Document extract –
+ + + + +

Rising Through the Regions: John Turpen's Road to CRO
A career path that went through HSBC, Wells Fargo and U.S. Bancorp - until Texas Capital Bank came calling
Friday, May 10, 2019
By Jeffrey Kutler
In 2018, John Turpen completed a nine-year run with U.S. Bancorp. He had risen to chief risk officer of corporate and commercial banking at the Minneapolis-based banking company after previous stints with HSBC and Wells Fargo & Co. - all top-tier financial institutions whose risk management functions had expanded and matured considerably over the course of Turpen's 22‐plus years in the industry.
What next for a proven risk executive on the rise? In September 2018, Turpen became CRO of Texas Capital Bank, which at the time was three months shy of its 20th anniversary. (U.S. Bancorp, by contrast, traces its roots back to 1863.) At yearend the parent holding company, Texas Capital Bancshares (of which Turpen is also CRO), reported $28.3 billion in assets (as compared with U.S. Bancorp's $467 billion), along with returns of 1.19% on assets and 13.14% on equity, and a ratio of tangible common equity to total tangible assets of 8.3%.

+ + + + +

Excerpted records –
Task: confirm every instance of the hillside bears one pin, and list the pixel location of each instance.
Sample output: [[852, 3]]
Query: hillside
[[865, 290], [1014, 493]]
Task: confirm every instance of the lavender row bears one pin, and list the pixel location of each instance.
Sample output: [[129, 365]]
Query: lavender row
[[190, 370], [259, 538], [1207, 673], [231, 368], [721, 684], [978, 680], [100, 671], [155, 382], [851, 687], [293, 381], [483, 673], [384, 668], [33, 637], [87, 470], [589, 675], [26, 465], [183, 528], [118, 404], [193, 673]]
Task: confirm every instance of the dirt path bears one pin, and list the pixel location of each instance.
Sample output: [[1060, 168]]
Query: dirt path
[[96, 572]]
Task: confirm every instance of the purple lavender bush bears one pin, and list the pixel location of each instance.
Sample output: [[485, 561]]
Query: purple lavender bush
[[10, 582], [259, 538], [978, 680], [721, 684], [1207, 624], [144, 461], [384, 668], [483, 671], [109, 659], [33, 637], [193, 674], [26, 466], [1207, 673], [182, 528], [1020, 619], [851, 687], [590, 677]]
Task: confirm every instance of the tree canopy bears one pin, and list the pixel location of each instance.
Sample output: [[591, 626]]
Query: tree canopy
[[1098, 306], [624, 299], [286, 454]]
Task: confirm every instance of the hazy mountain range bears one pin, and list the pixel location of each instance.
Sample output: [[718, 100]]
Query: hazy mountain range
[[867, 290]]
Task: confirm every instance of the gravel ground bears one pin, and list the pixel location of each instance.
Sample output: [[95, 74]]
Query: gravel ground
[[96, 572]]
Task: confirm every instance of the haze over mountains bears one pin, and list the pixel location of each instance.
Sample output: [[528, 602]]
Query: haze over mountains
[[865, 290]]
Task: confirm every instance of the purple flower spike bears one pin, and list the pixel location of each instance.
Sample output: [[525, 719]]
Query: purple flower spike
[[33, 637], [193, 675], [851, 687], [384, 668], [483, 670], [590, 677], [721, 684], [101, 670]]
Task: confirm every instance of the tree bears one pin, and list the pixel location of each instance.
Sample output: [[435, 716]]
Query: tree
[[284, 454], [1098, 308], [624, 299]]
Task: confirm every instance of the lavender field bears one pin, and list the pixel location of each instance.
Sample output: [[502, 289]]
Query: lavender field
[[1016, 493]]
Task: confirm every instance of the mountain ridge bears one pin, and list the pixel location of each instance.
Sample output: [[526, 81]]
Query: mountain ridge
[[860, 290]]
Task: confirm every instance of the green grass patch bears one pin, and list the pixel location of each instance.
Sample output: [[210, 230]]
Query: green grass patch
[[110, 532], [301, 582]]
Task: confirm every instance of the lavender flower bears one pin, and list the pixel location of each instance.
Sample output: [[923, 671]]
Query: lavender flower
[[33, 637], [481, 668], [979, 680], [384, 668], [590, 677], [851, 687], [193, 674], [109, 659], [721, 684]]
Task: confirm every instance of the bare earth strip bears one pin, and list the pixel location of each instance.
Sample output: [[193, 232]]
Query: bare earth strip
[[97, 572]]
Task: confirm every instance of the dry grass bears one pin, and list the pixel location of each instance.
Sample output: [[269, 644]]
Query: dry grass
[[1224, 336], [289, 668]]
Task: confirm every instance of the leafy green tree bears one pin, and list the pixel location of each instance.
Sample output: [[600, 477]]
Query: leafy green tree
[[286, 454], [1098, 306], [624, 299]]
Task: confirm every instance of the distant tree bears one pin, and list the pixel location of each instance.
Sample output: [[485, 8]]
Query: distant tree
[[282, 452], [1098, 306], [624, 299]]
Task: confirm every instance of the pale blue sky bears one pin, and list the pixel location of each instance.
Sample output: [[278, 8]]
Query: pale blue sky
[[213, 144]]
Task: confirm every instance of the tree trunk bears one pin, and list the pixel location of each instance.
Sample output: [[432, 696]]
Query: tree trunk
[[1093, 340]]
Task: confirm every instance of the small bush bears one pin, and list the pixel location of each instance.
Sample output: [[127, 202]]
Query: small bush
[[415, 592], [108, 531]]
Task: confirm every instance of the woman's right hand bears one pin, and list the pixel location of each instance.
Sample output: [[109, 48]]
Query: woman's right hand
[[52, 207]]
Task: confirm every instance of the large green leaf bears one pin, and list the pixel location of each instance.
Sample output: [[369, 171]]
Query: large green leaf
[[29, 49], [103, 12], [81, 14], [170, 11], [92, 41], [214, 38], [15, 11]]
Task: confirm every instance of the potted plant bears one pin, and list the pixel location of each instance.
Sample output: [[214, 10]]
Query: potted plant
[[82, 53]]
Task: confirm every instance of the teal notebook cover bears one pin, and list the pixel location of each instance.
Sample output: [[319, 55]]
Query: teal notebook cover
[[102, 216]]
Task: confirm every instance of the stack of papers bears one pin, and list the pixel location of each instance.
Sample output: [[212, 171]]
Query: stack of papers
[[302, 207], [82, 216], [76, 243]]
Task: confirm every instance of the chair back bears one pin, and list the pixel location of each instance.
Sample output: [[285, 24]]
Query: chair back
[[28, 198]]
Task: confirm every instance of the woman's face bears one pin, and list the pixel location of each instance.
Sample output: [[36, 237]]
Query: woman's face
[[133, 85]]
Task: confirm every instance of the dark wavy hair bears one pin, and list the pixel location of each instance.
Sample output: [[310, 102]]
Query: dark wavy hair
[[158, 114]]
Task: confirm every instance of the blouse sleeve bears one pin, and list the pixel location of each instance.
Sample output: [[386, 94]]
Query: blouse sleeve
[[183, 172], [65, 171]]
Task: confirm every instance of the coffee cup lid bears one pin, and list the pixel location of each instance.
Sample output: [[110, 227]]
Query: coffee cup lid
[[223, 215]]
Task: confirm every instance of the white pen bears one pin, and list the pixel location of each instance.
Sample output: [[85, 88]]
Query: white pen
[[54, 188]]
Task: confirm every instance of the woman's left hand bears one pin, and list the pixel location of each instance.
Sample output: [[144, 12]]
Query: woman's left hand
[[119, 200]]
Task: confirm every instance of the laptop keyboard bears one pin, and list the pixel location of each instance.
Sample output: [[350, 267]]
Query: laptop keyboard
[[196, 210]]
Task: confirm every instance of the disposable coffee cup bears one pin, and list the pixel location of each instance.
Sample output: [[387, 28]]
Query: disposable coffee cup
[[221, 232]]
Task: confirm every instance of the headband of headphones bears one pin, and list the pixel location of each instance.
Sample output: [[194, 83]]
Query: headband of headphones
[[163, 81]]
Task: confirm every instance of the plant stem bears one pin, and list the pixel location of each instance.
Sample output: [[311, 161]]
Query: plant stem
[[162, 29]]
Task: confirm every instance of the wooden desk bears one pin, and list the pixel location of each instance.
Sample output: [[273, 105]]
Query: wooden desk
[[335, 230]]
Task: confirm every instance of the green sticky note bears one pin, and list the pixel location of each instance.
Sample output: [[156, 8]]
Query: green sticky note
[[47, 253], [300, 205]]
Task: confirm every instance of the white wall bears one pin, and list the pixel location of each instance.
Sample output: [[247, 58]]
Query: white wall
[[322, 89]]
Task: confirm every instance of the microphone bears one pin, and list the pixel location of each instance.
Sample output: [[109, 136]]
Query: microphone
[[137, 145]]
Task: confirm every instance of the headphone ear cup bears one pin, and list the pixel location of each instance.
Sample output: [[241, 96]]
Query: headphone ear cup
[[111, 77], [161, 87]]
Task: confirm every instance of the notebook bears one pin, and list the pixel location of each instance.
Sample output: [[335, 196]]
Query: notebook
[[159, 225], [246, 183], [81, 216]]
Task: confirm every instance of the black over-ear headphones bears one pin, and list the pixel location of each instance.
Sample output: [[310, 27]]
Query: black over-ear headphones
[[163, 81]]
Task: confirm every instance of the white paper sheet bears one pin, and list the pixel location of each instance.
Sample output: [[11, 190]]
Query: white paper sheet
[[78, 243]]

+ + + + +

Directive 1 –
Answer these from the article on John Turpen, one line each:
(a) How long was Turpen's run with U.S. Bancorp?
(b) Which bank named him CRO in September 2018?
(c) What total assets did Texas Capital Bancshares report at yearend?
Directive 2 –
Pick up the article on John Turpen's career right after its last sentence and add a few more paragraphs.

Result 1 –
(a) Nine years.
(b) Texas Capital Bank.
(c) $28.3 billion.

Result 2 –
Any banking executive would consider that solid footing, a strong platform for growth. For Turpen, who says his career was evenly divided between retail and wholesale banking and risk‐focused from day one, it is also part of a refreshing change of scenery. He reports to a CEO, Keith Cargill, who is one of two founders still on the management team of the business‐oriented bank, which, in contrast to the biggest regional and national players, has grown entirely organically, and not through acquisitions.
Before arriving at Texas Capital Bank's Dallas headquarters, Turpen in his banking career had “never worked for a company with fewer than 75,000 people. Here we have 1,600‐1,700.” About 12% of the employee base works on the risk and compliance teams.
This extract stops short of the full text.